- TASK ITEM:
From the very first line down to the line containing "Front: indicate one pin on every instance of the spongy", write out the material exactly as it appears, and no more.

- DATA FOR REVIEW:
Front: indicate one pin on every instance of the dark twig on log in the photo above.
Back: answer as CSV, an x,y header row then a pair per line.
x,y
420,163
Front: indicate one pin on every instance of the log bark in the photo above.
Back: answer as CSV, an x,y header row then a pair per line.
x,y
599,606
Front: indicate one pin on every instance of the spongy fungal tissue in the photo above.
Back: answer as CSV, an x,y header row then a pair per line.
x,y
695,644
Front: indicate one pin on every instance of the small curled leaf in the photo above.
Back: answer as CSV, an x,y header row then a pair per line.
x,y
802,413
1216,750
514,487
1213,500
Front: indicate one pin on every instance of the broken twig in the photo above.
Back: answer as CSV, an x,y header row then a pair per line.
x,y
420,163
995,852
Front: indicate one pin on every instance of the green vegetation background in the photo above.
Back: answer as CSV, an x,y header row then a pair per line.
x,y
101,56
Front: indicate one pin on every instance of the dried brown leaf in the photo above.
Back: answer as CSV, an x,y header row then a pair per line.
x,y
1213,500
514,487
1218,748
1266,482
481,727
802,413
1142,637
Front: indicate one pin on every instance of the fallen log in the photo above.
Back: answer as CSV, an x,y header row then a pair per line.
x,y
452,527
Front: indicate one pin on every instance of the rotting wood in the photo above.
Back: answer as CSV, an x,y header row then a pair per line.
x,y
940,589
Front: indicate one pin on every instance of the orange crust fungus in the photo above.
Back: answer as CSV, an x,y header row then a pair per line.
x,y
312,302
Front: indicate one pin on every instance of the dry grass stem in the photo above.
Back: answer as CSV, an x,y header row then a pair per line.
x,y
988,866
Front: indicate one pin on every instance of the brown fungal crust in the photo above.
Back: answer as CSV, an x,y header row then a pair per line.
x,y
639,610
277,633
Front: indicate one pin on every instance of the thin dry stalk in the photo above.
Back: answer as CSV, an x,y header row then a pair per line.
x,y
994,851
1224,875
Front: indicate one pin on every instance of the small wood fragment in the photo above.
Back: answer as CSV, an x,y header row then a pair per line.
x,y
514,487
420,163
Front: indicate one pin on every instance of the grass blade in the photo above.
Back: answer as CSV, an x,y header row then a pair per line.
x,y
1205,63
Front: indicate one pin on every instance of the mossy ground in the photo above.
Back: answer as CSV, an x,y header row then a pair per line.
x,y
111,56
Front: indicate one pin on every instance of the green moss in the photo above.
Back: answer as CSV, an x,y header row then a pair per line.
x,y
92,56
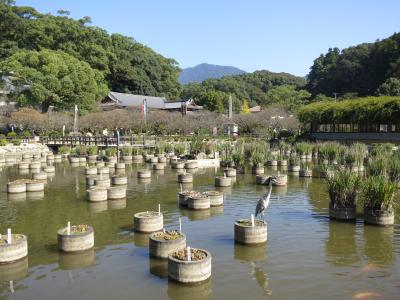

- EXERCISE ANSWER:
Front: indicate one pin on every instance of the dark twig on log in the photo above.
Back: answer as CSV, an x,y header row then a pair per line.
x,y
420,163
Front: indicate one pin on every instance of the log bark in the photo above.
Back: answer as CSV, an x,y header row then a pair per line.
x,y
599,606
Front: indicate one pin on every instance of the spongy fungal tissue in the photo above.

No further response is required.